Study on How Color Blindness Affects Pilots

Besides the unreliability of color vision tests for pilot candidates it is also often discussed, how well your color vision has to be to acquire a pilots license.

Usually you have to have normal color vision—or at least almost perfect color vision—to pass the medical tests on the way to get a pilots license (color vision information for pilots). Any type of color blindness is a no go.

Runway
Runway – taken by EuroMagic

Not everybody agrees with this color vision standards for pilots. While some argue that perfect color vision is required to manipulate all the complex cockpit instruments correctly and see the warn and signal signs for aviation, others say that you don’t need to have perfect color vision to be a good and most important securely flying pilot.

The National Transportation Safety Board (NTSB) wants to find out more about how color blindness affects pilots. They started a major study and researchers are determining whether color identification difficulty develops, worsens or stays the same at high altitudes.

They are working together with the Federal Aviation Administration’s Civil Aerospace Medical Institute (CAMI) and are giving volunteers several color vision tests to identify relations between color blindness and different altitudes. The outcome of this study could provide new sources of information for the requirements on color vision when acquiring a pilots license.

KSBI-TV news on the major study how color blindness affects pilots


One Response to “Study on How Color Blindness Affects Pilots”

  1. Carmack Says:

    Speaking as a severely green-deficient pilot, I can safely say that there is absolutely no reason why a color deficiency should be a factor in a pilot’s ability to be safe with the resources available to pilots today.

    I managed to pass the Farnsworth Lantern test (one of the alternative color vision tests approved by the FAA), but the Ishihara plates are a mystery to me. I basically have no green cones whatsoever (putting my color vision on level with that of a dog), and have safely executed almost 200 landings (25% of those at night, when color vision is supposedly most crucial for a pilot). There is nothing in the cockpit that requires even average color vision.

    Approach lights on runways and signal lights from the tower are color coded. However, it is worth noting that a) anyone with decent spacial perception can interpret their position relative to the runway without needing to reference a color-coding system and b) having spoken with pilots who have been flying for more than 30 years, people literally never use light signals.

--------------------------------------------------

In the article on color blindness in pilots, which institute is the NTSB working with on its study?

Records from a dataset

--------------------------------------------------

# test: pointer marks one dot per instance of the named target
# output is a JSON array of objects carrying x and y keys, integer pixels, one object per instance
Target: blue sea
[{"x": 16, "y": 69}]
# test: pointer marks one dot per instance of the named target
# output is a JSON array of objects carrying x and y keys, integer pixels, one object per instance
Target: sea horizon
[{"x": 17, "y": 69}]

--------------------------------------------------

- **YOUR RESPONSE**
The Federal Aviation Administration's Civil Aerospace Medical Institute (CAMI).